> Objetivos:
1/ ¿Puedes reproducir literalmente el pasaje del blog que empieza en "Nada que contar, a" y termina en "en estos tiempos."?
2/ ¿Coinciden con el blog estas afirmaciones? Responde sí o no a cada una y cita literalmente las palabras del blog que lo deciden. (a) Al autor le interesa Leonardo Padura por haber obtenido el premio Princesa de Asturias. (b) Según el blog, la realidad del siglo XXI es más aburrida de lo que parece. (c) El autor siente un desinterés casi absoluto por el jazz.
+++ Documento +++
Sí, el realismo aburre. Lo que quizá haya que recordar, si somos honestos, es que la realidad del siglo XXI también es más aburrida de lo que parece, a pesar de CSI y de YouTube. Pensemos en esa coincidencia. Explorémosla.

domingo, 22 de mayo de 2016

NADA

Nada que contar, a pesar de las autoimposiciones. Tan simple como eso: nada que decir. El mundo sigue ancho, ajeno y urgente, exigiendo respuestas, contribuciones, compromisos sobre todos los temas. La realidad apremia e inunda. Las reacciones se agolpan compitiendo entre sí. La ansiedad (como la irritación) se cronifica.
Podría intentar decir cosas, seguro; pero no sé si podría vencer la irrelevancia, que es una fuerza que merece respeto, sobre todo en estos tiempos.
Podría hablar de política, como algunos me piden. Sobre Unidos Podemos, por ejemplo. Pero no quiero insistir en mi profecía: el desengaño, antes o después, está garantizado, tanto si ganan como si pierden. De todos modos, quizá logre sentir algo de esa ilusión ajena, aunque sea vicariamente.
Podría hablar de literatura; pero, para qué nos vamos a engañar, estoy en la parte mala de la ciclotimia literaria. La fatuidad, el declive, la impureza, me parecen evidentes, al menos hoy.
No abusaré más de la anáfora e intentaré pensar en positivo, aunque no tengo costumbre. Como ya sabemos que la inmediatez del mundo de hoy es adictiva, quizá sea el momento de intentar una modesta resistencia. Regodearse en la demora, convertir milagrosamente la pereza en un estímulo; deslizarse, con gozo y con calma, por alguna rendija que conduzca del agotador ruido al silencio.

Sí; ahora ya me está gustando esta entrada. Sobre todo por la etiqueta.

domingo, 15 de mayo de 2016

A VUELTAS CON LA HISTORIA Y LA LITERATURA

Por razones estrictamente académicas, estoy dedicándole tiempo a un autor bastante popular al que, sin embargo, apenas había prestado yo atención hasta ahora: el cubano Leonardo Padura. No me interesa más, desde luego, por haber obtenido el premio Princesa de Asturias, que invita a menudo a la desconfianza, como todos los premios monárquicos (Álvaro Mutis, conocido defensor de la institución monárquica, ganó el Príncipe de Asturias, el Reina Sofía y el Cervantes, y hubiera ganado el premio Corinna de haber existido). Debo decir que tampoco me interesa especialmente su aportación al género policiaco, aunque casi por unanimidad se considere original. Y es que entre mis opiniones artísticas más impopulares, hay dos en especial: mi desinterés casi absoluto por el jazz, tan útil en las reuniones sociales de intelectualillos, y la saturación con el género policiaco, cuya combinatoria (a pesar del propio Padura o de True detective) me parece agotada, y que para mí es hoy mucho menos polémico o agresivo políticamente de lo que la mercadotecnia literaria sugiere. No negaré la capacidad de seducción del género, que he sentido a menudo, como lector o como autor. Pero temo que la fascinación por el crimen como relieve de una sociedad que es cada vez más plana puede ser hoy la mejor maniobra de distracción para otro tipo de violencias menos evidentes y más difíciles de representar, sobre todo con vistas al mercado.
+++ Registros proporcionados +++
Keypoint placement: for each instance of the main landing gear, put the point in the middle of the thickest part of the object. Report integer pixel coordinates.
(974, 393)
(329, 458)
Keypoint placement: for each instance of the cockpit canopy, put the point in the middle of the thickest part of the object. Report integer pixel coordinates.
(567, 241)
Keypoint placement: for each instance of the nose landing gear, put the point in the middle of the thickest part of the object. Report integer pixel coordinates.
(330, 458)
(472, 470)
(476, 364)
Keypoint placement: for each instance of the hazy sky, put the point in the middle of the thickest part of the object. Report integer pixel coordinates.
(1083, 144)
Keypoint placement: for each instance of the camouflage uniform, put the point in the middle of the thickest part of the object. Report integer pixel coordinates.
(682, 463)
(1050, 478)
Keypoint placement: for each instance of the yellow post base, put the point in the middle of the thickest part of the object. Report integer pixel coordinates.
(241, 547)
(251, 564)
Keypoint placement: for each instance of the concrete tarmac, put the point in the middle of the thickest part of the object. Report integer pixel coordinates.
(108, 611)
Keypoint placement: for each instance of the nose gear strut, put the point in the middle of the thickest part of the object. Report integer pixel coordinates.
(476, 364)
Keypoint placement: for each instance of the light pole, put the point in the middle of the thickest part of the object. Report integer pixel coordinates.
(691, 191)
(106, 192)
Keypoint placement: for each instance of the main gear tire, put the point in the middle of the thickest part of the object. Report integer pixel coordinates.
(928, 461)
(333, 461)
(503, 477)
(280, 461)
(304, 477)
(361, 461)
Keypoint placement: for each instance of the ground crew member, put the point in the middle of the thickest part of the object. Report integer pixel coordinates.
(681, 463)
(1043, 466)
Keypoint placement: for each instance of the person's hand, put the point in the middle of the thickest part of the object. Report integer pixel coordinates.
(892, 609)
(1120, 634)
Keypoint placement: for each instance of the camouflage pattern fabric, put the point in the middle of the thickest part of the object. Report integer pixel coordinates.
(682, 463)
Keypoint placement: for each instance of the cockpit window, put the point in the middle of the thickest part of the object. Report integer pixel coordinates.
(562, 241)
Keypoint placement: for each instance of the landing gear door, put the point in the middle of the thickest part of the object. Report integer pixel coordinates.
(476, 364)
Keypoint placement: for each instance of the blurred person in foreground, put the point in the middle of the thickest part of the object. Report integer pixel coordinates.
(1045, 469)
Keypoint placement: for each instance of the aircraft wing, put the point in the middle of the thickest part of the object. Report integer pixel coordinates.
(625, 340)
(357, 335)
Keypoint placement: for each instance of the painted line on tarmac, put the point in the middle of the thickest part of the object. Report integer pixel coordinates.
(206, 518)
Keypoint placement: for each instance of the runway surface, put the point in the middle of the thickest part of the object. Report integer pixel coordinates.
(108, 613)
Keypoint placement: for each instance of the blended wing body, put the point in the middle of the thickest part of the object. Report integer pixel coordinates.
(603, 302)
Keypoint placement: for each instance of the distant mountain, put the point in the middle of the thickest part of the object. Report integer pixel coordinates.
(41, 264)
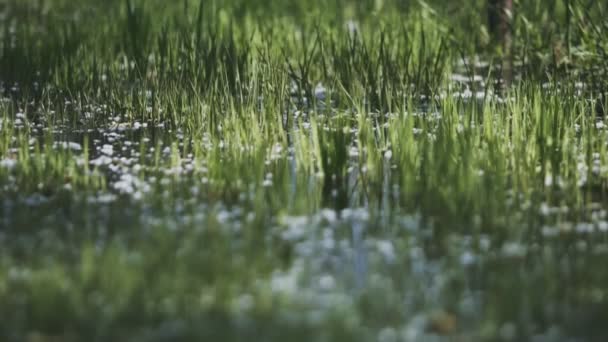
+++
> Respuestas redactadas:
1/
Nada que contar, a pesar de las autoimposiciones. Tan simple como eso: nada que decir. El mundo sigue ancho, ajeno y urgente, exigiendo respuestas, contribuciones, compromisos sobre todos los temas. La realidad apremia e inunda. Las reacciones se agolpan compitiendo entre sí. La ansiedad (como la irritación) se cronifica.
Podría intentar decir cosas, seguro; pero no sé si podría vencer la irrelevancia, que es una fuerza que merece respeto, sobre todo en estos tiempos.

2/
(a) No: "No me interesa más, desde luego, por haber obtenido el premio Princesa de Asturias".
(b) Sí: "la realidad del siglo XXI también es más aburrida de lo que parece".
(c) Sí: "mi desinterés casi absoluto por el jazz".